→ **YOUR GOAL**
Reproduce, unchanged, the stretch of the material from the line containing "Detect short black" through the last line of the material.

>> Start PROVIDED ENTRIES

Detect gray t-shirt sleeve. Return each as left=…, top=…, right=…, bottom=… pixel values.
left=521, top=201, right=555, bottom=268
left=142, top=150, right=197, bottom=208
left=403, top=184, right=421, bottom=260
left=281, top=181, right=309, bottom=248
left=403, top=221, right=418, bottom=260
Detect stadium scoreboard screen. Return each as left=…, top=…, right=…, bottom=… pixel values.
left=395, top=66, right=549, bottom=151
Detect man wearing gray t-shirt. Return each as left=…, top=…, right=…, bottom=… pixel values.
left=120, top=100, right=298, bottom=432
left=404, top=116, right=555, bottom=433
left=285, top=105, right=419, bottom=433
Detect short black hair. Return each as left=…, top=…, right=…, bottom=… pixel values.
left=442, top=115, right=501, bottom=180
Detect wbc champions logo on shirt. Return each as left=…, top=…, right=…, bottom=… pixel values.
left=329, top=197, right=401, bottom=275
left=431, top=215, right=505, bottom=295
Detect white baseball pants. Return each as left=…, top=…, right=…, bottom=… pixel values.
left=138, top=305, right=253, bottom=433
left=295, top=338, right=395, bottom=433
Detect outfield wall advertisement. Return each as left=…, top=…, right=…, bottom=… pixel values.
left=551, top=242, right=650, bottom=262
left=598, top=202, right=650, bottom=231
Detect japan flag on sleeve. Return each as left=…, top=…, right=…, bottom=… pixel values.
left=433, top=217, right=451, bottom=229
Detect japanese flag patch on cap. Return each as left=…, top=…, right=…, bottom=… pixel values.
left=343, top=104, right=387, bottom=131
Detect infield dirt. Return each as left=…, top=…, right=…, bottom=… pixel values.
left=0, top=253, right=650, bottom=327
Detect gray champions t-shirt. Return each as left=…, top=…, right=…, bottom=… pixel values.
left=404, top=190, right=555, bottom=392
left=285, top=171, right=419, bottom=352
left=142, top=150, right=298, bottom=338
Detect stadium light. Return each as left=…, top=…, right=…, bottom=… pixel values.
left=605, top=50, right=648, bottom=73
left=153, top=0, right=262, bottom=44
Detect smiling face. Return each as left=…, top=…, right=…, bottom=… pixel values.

>> End PROVIDED ENTRIES

→ **TASK RESULT**
Detect short black hair. Return each as left=…, top=…, right=…, bottom=… pixel values.
left=442, top=115, right=501, bottom=180
Detect wbc champions logo on shirt. Return each as left=…, top=…, right=…, bottom=… pixel values.
left=329, top=197, right=401, bottom=275
left=431, top=215, right=505, bottom=295
Detect white baseball pants. Return each as left=…, top=…, right=…, bottom=… pixel values.
left=138, top=305, right=253, bottom=433
left=295, top=338, right=395, bottom=433
Detect outfield wall advertisement. Return each as left=…, top=…, right=…, bottom=… pixel values.
left=551, top=242, right=650, bottom=262
left=598, top=202, right=650, bottom=231
Detect japan flag on sleeve. Return each as left=…, top=…, right=…, bottom=… pixel values.
left=433, top=217, right=451, bottom=229
Detect japanese flag patch on cap. Return each as left=…, top=…, right=…, bottom=… pixel values.
left=343, top=104, right=387, bottom=131
Detect infield dirt. Return each as left=…, top=…, right=…, bottom=… pixel values.
left=0, top=253, right=650, bottom=327
Detect gray champions t-shirt. Return each as left=…, top=…, right=…, bottom=… pixel values.
left=404, top=190, right=555, bottom=392
left=285, top=171, right=419, bottom=352
left=142, top=150, right=298, bottom=338
Detect stadium light. Return each as left=…, top=…, right=…, bottom=… pixel values.
left=605, top=50, right=648, bottom=73
left=153, top=0, right=262, bottom=44
Detect smiling face. Return each as left=…, top=…, right=…, bottom=… pixel values.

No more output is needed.